### SET EXERCISE
Select every line of the data that contains the string "blue" and copy each one. Case counts.

+++ EXTRACTED MATERIAL

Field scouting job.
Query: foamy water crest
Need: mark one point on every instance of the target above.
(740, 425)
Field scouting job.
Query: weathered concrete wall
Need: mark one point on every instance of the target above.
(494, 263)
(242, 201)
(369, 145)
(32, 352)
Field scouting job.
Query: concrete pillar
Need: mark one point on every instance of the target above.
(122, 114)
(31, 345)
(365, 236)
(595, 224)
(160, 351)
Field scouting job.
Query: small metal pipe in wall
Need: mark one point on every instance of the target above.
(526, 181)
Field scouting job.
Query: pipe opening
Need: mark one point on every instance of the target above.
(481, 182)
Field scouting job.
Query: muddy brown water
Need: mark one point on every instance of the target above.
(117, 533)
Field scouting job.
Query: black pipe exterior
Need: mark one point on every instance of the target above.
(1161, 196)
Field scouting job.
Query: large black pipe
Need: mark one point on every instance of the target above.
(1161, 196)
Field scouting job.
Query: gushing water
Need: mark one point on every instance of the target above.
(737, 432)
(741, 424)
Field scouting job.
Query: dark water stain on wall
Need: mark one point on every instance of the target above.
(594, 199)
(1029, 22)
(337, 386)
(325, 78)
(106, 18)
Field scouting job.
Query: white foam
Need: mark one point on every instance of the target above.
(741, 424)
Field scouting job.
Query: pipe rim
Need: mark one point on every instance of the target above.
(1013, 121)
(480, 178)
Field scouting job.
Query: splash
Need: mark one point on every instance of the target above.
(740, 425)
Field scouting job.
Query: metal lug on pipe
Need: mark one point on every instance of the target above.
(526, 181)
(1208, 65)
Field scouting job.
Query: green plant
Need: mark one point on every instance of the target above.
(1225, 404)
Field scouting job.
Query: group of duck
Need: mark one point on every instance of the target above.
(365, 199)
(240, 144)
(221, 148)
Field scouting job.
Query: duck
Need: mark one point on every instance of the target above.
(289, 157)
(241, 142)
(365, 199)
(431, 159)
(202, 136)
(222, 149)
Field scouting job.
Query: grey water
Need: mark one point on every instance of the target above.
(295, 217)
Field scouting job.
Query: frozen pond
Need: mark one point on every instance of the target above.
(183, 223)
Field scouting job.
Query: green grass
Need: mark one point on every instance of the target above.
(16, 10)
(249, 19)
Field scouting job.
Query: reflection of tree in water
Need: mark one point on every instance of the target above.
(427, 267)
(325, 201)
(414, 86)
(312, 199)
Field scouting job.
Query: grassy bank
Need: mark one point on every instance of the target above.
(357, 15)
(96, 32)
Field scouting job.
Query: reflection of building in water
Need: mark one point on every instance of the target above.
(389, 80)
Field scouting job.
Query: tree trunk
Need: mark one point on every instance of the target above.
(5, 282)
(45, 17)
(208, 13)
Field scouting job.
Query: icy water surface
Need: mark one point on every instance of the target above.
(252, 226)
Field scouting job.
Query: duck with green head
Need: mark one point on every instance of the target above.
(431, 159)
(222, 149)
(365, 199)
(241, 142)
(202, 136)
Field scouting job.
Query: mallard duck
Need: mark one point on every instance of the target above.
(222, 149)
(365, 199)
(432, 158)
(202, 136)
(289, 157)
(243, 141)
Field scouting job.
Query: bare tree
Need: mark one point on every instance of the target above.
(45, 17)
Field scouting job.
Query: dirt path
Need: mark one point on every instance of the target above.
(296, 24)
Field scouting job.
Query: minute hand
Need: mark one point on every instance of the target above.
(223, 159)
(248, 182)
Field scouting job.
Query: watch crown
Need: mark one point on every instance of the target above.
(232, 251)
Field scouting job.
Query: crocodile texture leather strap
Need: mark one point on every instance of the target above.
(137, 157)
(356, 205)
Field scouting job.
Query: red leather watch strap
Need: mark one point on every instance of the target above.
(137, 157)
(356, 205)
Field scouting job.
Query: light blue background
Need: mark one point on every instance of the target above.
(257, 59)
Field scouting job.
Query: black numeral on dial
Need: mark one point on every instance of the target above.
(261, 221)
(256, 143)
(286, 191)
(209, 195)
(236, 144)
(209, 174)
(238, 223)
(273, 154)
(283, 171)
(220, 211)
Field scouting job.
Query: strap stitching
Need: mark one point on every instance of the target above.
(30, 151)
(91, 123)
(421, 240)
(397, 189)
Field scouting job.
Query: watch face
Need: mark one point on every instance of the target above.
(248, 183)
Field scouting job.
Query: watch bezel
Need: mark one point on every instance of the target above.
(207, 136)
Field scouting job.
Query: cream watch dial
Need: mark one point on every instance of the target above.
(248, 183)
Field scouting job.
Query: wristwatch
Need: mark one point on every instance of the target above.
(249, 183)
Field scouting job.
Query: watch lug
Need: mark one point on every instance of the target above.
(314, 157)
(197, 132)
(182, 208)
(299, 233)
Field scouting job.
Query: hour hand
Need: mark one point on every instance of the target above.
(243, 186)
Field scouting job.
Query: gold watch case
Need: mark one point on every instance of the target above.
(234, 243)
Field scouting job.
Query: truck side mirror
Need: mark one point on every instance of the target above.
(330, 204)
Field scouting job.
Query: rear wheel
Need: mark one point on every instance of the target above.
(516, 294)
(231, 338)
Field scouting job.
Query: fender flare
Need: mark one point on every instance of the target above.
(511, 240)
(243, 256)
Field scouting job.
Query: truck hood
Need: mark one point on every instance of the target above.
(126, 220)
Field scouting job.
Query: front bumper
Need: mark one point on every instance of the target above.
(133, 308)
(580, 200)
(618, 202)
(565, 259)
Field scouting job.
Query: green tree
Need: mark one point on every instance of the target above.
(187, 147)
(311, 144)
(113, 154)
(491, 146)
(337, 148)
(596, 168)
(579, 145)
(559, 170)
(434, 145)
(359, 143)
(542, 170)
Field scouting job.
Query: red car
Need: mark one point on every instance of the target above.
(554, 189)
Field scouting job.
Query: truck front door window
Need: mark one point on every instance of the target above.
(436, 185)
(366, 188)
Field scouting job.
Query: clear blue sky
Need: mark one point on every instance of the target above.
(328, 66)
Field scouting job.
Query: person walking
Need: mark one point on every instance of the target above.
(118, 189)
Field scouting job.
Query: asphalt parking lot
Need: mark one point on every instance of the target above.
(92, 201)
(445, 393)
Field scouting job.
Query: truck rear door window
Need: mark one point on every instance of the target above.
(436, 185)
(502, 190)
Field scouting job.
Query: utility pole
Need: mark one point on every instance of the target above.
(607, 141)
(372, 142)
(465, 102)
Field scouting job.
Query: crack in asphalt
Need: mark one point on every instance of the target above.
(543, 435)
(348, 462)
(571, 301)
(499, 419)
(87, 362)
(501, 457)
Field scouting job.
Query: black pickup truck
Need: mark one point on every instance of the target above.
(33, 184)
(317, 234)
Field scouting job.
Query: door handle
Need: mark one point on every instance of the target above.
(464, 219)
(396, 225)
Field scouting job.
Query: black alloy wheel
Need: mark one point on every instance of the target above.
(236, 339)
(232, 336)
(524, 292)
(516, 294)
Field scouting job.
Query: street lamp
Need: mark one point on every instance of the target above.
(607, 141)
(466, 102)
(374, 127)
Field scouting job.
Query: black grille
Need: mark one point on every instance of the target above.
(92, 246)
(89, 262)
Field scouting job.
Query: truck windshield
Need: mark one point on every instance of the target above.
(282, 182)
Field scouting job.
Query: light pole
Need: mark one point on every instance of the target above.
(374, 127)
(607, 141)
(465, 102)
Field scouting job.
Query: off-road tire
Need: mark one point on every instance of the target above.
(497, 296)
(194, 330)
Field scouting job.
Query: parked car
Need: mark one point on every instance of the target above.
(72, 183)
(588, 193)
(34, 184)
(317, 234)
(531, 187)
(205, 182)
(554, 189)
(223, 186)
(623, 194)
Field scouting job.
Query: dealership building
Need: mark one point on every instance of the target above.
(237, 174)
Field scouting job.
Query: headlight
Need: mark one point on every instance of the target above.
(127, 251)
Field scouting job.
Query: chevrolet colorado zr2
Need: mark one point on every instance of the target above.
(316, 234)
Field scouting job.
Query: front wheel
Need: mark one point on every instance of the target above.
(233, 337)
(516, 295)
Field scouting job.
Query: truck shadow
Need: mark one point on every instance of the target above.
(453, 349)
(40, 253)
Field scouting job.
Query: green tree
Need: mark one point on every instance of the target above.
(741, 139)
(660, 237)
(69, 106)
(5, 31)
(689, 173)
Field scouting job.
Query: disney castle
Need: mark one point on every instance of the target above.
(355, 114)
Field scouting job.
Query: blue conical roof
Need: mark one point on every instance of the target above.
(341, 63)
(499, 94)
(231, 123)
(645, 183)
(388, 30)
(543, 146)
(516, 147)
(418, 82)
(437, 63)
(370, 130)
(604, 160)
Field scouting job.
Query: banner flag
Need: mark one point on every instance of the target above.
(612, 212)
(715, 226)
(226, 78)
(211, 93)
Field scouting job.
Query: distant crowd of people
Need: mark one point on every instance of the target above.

++++++

### RESULT
Query: light blue background
Query: clear blue sky
Query: blue conical roof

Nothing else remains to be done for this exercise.